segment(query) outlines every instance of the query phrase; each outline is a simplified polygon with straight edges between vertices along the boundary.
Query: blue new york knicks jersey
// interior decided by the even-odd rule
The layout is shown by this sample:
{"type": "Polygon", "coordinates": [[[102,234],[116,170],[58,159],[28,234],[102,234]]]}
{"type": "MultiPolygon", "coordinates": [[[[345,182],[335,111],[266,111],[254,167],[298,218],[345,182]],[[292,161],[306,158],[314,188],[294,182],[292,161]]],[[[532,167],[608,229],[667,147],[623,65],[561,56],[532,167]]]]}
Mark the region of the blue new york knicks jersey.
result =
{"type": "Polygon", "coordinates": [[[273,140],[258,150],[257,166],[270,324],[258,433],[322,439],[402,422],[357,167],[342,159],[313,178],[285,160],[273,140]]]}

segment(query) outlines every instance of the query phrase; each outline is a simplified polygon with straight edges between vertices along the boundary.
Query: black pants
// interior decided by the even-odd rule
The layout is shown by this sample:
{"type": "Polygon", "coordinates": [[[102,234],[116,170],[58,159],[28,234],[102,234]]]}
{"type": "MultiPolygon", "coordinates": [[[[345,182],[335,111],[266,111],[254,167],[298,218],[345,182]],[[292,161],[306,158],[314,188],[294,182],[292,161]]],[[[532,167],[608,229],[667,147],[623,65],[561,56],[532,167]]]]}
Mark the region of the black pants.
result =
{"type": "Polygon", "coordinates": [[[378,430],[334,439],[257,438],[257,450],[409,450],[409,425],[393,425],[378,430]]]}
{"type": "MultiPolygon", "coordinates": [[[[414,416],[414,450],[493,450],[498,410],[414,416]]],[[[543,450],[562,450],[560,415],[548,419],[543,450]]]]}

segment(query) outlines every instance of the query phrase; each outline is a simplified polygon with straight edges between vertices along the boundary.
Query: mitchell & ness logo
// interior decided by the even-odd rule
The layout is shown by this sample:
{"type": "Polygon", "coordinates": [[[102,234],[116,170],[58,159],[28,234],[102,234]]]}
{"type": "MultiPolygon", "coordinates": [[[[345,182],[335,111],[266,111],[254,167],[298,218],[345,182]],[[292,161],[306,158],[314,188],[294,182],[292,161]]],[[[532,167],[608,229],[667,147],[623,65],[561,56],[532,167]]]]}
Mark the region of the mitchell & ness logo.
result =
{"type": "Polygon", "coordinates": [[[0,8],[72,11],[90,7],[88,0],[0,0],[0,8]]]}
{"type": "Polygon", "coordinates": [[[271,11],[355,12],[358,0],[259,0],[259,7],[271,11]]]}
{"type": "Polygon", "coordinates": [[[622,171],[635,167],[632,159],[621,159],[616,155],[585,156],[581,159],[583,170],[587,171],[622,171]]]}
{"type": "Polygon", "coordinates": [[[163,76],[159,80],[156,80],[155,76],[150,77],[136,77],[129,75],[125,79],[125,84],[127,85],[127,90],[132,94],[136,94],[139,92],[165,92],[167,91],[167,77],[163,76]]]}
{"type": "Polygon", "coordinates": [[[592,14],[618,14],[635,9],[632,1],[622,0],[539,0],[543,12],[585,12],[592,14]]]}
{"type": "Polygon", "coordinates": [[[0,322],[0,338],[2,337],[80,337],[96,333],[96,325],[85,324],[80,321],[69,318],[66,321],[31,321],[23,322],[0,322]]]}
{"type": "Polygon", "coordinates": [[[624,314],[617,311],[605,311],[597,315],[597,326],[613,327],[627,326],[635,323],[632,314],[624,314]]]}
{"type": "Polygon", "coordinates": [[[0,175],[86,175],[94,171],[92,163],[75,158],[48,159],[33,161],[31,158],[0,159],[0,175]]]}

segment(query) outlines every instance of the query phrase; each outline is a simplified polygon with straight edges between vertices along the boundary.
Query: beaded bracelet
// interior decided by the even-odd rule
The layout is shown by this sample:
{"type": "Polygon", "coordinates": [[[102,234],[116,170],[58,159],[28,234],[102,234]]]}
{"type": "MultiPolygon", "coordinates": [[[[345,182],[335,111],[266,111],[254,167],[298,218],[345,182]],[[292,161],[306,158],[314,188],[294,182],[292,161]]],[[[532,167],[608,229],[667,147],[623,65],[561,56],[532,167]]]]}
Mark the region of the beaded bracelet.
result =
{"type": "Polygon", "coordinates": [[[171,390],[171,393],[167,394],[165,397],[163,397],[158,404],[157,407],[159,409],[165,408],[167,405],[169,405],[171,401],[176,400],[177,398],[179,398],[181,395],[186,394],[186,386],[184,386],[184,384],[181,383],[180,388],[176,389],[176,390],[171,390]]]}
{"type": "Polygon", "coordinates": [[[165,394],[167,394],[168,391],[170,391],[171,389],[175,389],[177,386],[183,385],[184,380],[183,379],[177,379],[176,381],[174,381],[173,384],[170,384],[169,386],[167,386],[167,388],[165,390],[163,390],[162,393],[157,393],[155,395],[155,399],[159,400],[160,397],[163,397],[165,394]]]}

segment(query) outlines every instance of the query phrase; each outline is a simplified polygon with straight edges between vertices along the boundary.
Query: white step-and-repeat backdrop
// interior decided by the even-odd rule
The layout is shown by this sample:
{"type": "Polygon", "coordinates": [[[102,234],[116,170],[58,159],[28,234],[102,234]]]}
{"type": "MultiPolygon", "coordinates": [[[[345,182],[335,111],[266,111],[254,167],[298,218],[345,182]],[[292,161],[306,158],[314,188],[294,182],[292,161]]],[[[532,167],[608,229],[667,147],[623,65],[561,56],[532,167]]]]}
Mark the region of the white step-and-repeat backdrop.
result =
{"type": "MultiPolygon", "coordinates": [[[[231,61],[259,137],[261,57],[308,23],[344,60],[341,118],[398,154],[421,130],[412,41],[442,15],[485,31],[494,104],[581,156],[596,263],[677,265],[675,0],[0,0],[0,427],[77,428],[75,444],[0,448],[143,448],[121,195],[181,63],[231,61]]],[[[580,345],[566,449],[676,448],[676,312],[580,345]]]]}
○ ○ ○ ○
■ Goal
Quote all of the entries exactly as they appear.

■ Expected answer
segment(query) outlines every instance of the query phrase; each outline is a simplified polygon with straight edges between vertices along the boundary.
Query: blue new york knicks jersey
// interior decided by the even-odd rule
The layout is shown by this sample:
{"type": "Polygon", "coordinates": [[[102,234],[116,170],[58,159],[28,234],[102,234]]]}
{"type": "MultiPolygon", "coordinates": [[[[345,182],[335,111],[266,111],[254,167],[298,218],[345,182]],[[292,161],[306,158],[314,188],[294,182],[292,161]]],[[[532,167],[608,229],[667,147],[623,65],[561,56],[532,167]]]]}
Mark the region of the blue new york knicks jersey.
result =
{"type": "Polygon", "coordinates": [[[273,140],[258,150],[257,166],[270,324],[258,433],[322,439],[402,422],[357,167],[342,159],[313,178],[285,160],[273,140]]]}

segment(query) outlines every instance of the query phrase; each outline is a simplified polygon with straight edges between vertices along the boundary.
Query: black pants
// interior decided by the even-odd rule
The layout is shown by this sample:
{"type": "Polygon", "coordinates": [[[102,234],[116,170],[58,159],[28,234],[102,234]]]}
{"type": "MultiPolygon", "coordinates": [[[[345,182],[335,111],[266,111],[254,167],[298,218],[345,182]],[[292,161],[306,158],[314,188],[294,182],[292,161]]],[[[532,167],[608,229],[667,147],[623,65],[561,56],[532,167]]]]}
Mark the region of the black pants.
result =
{"type": "Polygon", "coordinates": [[[378,430],[334,439],[257,438],[257,450],[409,450],[409,425],[393,425],[378,430]]]}
{"type": "MultiPolygon", "coordinates": [[[[414,416],[414,450],[493,450],[498,410],[414,416]]],[[[543,450],[562,450],[560,415],[548,419],[543,450]]]]}

segment(query) outlines every instance of the query phrase; each outline is a simplified polygon with straight edges between vertices along the boundary.
Query: mitchell & ness logo
// interior decided by the even-odd rule
The layout is shown by this sample:
{"type": "Polygon", "coordinates": [[[102,234],[116,170],[58,159],[28,234],[102,234]]]}
{"type": "MultiPolygon", "coordinates": [[[[345,182],[335,111],[266,111],[254,167],[298,218],[345,182]],[[292,161],[306,158],[314,188],[294,182],[292,161]]],[[[532,167],[608,229],[667,147],[623,65],[561,56],[532,167]]]]}
Mark the region of the mitchell & ness logo.
result =
{"type": "Polygon", "coordinates": [[[0,8],[72,11],[90,7],[88,0],[0,0],[0,8]]]}
{"type": "Polygon", "coordinates": [[[271,11],[355,12],[358,0],[259,0],[259,7],[271,11]]]}
{"type": "Polygon", "coordinates": [[[622,171],[635,167],[632,159],[621,159],[616,155],[585,156],[581,159],[583,170],[587,171],[622,171]]]}
{"type": "Polygon", "coordinates": [[[163,76],[159,80],[156,80],[155,76],[150,77],[136,77],[129,75],[125,79],[125,84],[127,85],[127,90],[132,94],[136,94],[139,92],[165,92],[167,91],[167,77],[163,76]]]}
{"type": "Polygon", "coordinates": [[[592,14],[618,14],[635,9],[632,1],[622,0],[539,0],[543,12],[585,12],[592,14]]]}
{"type": "Polygon", "coordinates": [[[0,322],[0,338],[2,337],[80,337],[96,333],[96,325],[85,324],[80,321],[69,318],[66,321],[31,321],[23,322],[0,322]]]}
{"type": "Polygon", "coordinates": [[[624,314],[617,311],[605,311],[597,315],[597,326],[613,327],[627,326],[635,323],[632,314],[624,314]]]}
{"type": "Polygon", "coordinates": [[[0,175],[86,175],[94,171],[92,163],[75,158],[48,159],[33,161],[31,158],[0,159],[0,175]]]}

segment(query) outlines every instance of the query phrase; each outline is a simplified polygon with straight edges between vertices along the boundary.
Query: beaded bracelet
// interior decided by the even-odd rule
The layout is shown by this sample:
{"type": "Polygon", "coordinates": [[[102,234],[116,170],[58,159],[28,234],[102,234]]]}
{"type": "MultiPolygon", "coordinates": [[[[345,182],[335,111],[266,111],[254,167],[298,218],[345,182]],[[292,161],[306,158],[314,188],[294,182],[292,161]]],[[[532,167],[608,229],[667,147],[623,65],[561,56],[532,167]]]]}
Mark the region of the beaded bracelet.
result =
{"type": "Polygon", "coordinates": [[[171,390],[171,393],[167,394],[165,397],[163,397],[158,404],[157,407],[159,409],[165,408],[167,405],[169,405],[171,401],[176,400],[177,398],[179,398],[181,395],[186,394],[186,386],[184,386],[184,384],[181,383],[180,388],[176,389],[176,390],[171,390]]]}
{"type": "Polygon", "coordinates": [[[165,394],[167,394],[168,391],[170,391],[171,389],[175,389],[177,386],[183,385],[184,380],[183,379],[177,379],[176,381],[174,381],[173,384],[170,384],[169,386],[167,386],[167,388],[165,390],[163,390],[162,393],[157,393],[155,395],[155,399],[159,400],[160,397],[163,397],[165,394]]]}

segment(query) outlines every instance of the query phrase; each outline is a simplified polygon with straight edges between vertices along the boundary.
Query: white step-and-repeat backdrop
// interior decided by the even-odd rule
The layout is shown by this sample:
{"type": "Polygon", "coordinates": [[[102,234],[116,170],[58,159],[28,234],[102,234]]]}
{"type": "MultiPolygon", "coordinates": [[[[345,182],[335,111],[266,111],[254,167],[298,218],[345,182]],[[292,161],[306,158],[314,188],[294,182],[292,161]]],[[[532,167],[608,229],[667,147],[623,65],[561,56],[532,167]]]]}
Mark the region of the white step-and-repeat backdrop.
result =
{"type": "MultiPolygon", "coordinates": [[[[231,61],[259,137],[261,57],[308,23],[344,60],[341,118],[398,154],[421,130],[412,41],[442,15],[485,31],[494,104],[581,156],[596,263],[677,265],[675,0],[0,0],[0,427],[77,428],[75,444],[0,448],[143,448],[121,195],[181,63],[231,61]]],[[[580,345],[566,449],[676,448],[676,312],[580,345]]]]}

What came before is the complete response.